TASK REQUIREMENTS: Count how many lines of the listing below contain the word "window", and reply with that number alone.

EXCERPTED RECORDS:

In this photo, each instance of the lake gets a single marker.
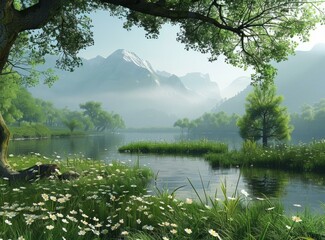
(174, 172)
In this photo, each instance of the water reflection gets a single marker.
(263, 182)
(305, 189)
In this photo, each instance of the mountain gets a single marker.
(300, 80)
(235, 87)
(201, 84)
(130, 86)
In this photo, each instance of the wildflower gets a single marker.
(99, 177)
(296, 219)
(53, 198)
(53, 217)
(214, 234)
(288, 227)
(65, 220)
(73, 212)
(244, 193)
(62, 200)
(81, 232)
(8, 222)
(49, 227)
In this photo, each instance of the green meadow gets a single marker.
(114, 201)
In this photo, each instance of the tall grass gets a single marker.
(181, 148)
(111, 201)
(300, 158)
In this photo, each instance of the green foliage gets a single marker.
(109, 201)
(218, 124)
(264, 118)
(72, 124)
(9, 85)
(27, 105)
(30, 131)
(310, 122)
(299, 158)
(102, 120)
(247, 33)
(184, 147)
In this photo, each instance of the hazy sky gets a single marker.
(165, 53)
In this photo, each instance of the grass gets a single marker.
(111, 201)
(178, 148)
(40, 131)
(298, 158)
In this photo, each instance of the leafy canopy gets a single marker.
(249, 33)
(264, 118)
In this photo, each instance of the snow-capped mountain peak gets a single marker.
(133, 58)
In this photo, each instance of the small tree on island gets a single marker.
(246, 34)
(264, 118)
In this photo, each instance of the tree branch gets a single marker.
(159, 10)
(37, 15)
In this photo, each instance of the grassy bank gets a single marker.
(40, 131)
(111, 202)
(300, 158)
(196, 148)
(303, 157)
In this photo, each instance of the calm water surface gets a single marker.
(173, 172)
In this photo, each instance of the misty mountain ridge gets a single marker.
(128, 85)
(300, 80)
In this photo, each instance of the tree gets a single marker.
(247, 32)
(182, 124)
(26, 104)
(72, 124)
(264, 118)
(101, 119)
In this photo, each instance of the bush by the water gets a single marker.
(184, 147)
(39, 131)
(302, 157)
(111, 201)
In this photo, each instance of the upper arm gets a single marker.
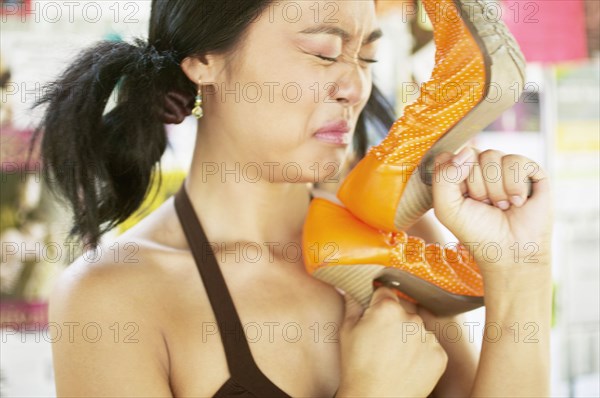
(103, 341)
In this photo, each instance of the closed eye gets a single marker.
(370, 61)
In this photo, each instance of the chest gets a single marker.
(289, 320)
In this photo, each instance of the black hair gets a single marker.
(103, 162)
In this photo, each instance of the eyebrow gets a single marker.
(337, 31)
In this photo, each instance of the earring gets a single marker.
(197, 111)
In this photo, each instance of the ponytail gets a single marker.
(103, 163)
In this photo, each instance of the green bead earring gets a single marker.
(197, 111)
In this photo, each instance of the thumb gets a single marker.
(449, 173)
(352, 309)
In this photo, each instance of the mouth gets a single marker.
(336, 132)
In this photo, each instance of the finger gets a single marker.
(491, 168)
(515, 183)
(476, 189)
(449, 173)
(352, 310)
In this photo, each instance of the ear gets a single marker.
(205, 68)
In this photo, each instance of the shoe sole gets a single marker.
(503, 63)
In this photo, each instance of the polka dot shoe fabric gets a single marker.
(362, 244)
(478, 68)
(342, 250)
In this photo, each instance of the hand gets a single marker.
(385, 350)
(505, 231)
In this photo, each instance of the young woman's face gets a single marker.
(277, 92)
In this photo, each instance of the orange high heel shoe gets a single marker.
(342, 250)
(478, 66)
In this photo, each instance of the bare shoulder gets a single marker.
(105, 315)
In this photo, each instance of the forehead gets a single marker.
(348, 19)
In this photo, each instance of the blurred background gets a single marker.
(555, 121)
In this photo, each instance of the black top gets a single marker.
(246, 379)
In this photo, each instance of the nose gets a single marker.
(353, 83)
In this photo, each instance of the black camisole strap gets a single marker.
(240, 362)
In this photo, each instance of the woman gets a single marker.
(140, 322)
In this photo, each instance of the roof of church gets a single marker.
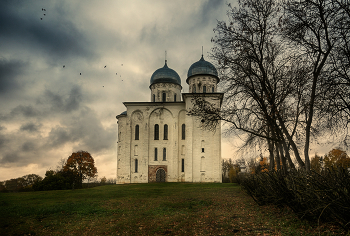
(165, 75)
(202, 67)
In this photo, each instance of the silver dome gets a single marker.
(202, 67)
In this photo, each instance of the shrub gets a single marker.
(311, 196)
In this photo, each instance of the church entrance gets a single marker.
(160, 175)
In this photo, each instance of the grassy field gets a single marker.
(148, 209)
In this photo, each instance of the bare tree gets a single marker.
(316, 28)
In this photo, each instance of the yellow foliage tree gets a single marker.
(82, 165)
(315, 163)
(337, 158)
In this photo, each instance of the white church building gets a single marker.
(159, 142)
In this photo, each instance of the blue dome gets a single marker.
(165, 75)
(202, 67)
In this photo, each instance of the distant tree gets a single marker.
(82, 165)
(103, 180)
(263, 165)
(30, 180)
(337, 158)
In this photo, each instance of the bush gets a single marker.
(311, 196)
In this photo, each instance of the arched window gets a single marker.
(156, 132)
(136, 165)
(165, 132)
(164, 154)
(164, 97)
(183, 131)
(137, 130)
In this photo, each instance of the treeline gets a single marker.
(319, 196)
(284, 69)
(53, 180)
(78, 171)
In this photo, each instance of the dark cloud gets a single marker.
(58, 137)
(30, 127)
(54, 34)
(11, 157)
(9, 70)
(63, 103)
(86, 130)
(3, 141)
(26, 111)
(28, 146)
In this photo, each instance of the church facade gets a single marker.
(159, 142)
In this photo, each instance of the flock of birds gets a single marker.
(64, 66)
(43, 9)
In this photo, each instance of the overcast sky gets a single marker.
(48, 110)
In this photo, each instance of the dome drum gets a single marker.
(202, 67)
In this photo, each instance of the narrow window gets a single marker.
(137, 129)
(156, 154)
(202, 163)
(164, 97)
(136, 150)
(183, 131)
(156, 132)
(136, 165)
(164, 154)
(165, 132)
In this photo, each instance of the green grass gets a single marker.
(148, 209)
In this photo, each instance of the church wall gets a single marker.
(206, 166)
(169, 89)
(197, 83)
(123, 153)
(182, 149)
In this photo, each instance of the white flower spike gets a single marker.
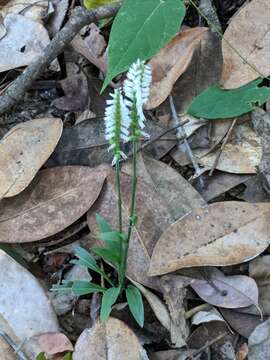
(117, 122)
(137, 88)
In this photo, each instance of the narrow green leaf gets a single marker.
(217, 103)
(140, 30)
(108, 299)
(86, 287)
(109, 255)
(102, 224)
(135, 303)
(65, 286)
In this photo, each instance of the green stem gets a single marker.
(123, 267)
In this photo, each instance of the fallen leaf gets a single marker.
(23, 150)
(85, 144)
(57, 198)
(24, 305)
(227, 291)
(92, 45)
(259, 342)
(206, 316)
(251, 39)
(171, 62)
(147, 230)
(241, 155)
(111, 341)
(76, 94)
(31, 9)
(24, 42)
(54, 342)
(243, 324)
(218, 235)
(176, 192)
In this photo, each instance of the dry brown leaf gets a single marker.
(148, 229)
(241, 155)
(24, 42)
(170, 63)
(176, 192)
(54, 342)
(92, 45)
(23, 150)
(221, 234)
(111, 341)
(24, 305)
(56, 198)
(249, 33)
(230, 292)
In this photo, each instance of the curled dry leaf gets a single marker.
(54, 342)
(24, 305)
(23, 150)
(227, 291)
(221, 234)
(92, 45)
(111, 341)
(249, 33)
(24, 42)
(259, 342)
(148, 229)
(176, 192)
(56, 198)
(170, 63)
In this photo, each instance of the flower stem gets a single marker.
(123, 266)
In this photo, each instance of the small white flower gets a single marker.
(137, 88)
(117, 122)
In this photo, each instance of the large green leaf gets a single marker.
(135, 303)
(140, 29)
(108, 299)
(216, 103)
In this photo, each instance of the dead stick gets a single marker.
(182, 134)
(79, 18)
(224, 142)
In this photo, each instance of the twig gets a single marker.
(182, 134)
(224, 142)
(79, 18)
(18, 352)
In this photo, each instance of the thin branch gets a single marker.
(182, 135)
(79, 18)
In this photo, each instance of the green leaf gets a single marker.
(102, 224)
(66, 286)
(135, 303)
(140, 30)
(41, 356)
(108, 299)
(217, 103)
(109, 255)
(86, 287)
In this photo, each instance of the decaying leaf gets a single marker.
(23, 150)
(54, 342)
(227, 291)
(24, 305)
(241, 155)
(248, 32)
(224, 233)
(24, 42)
(149, 227)
(176, 192)
(259, 342)
(56, 198)
(111, 341)
(85, 144)
(92, 45)
(170, 63)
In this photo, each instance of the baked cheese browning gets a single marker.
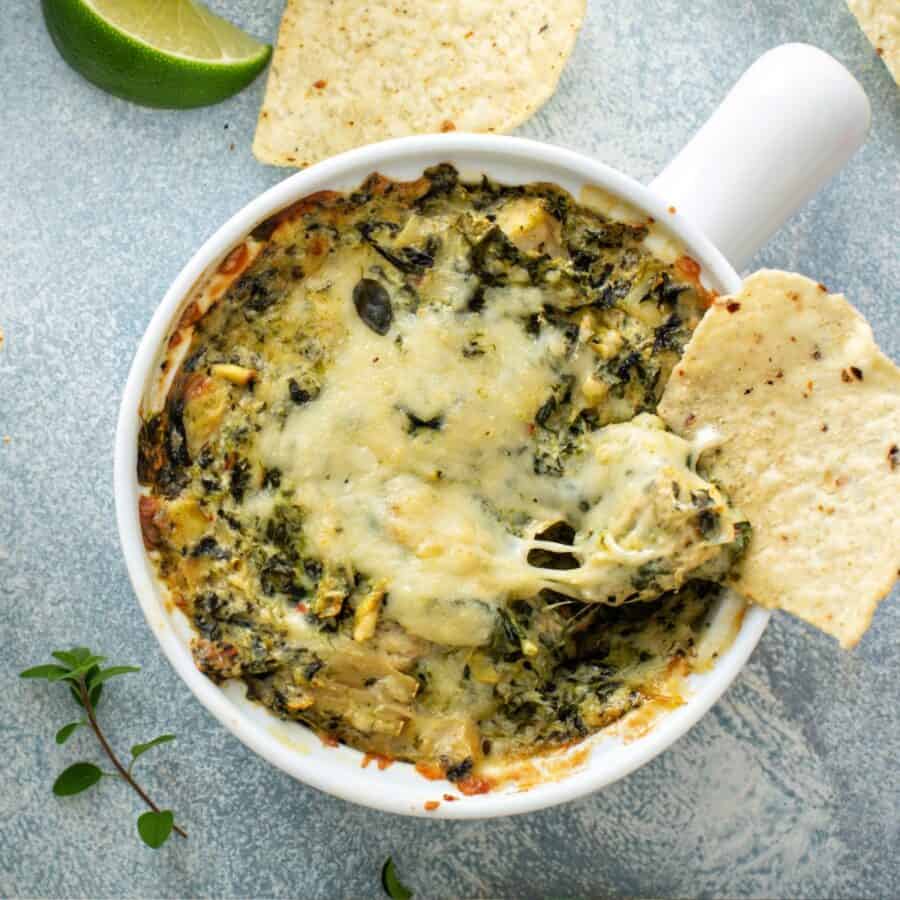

THE SOLUTION: 2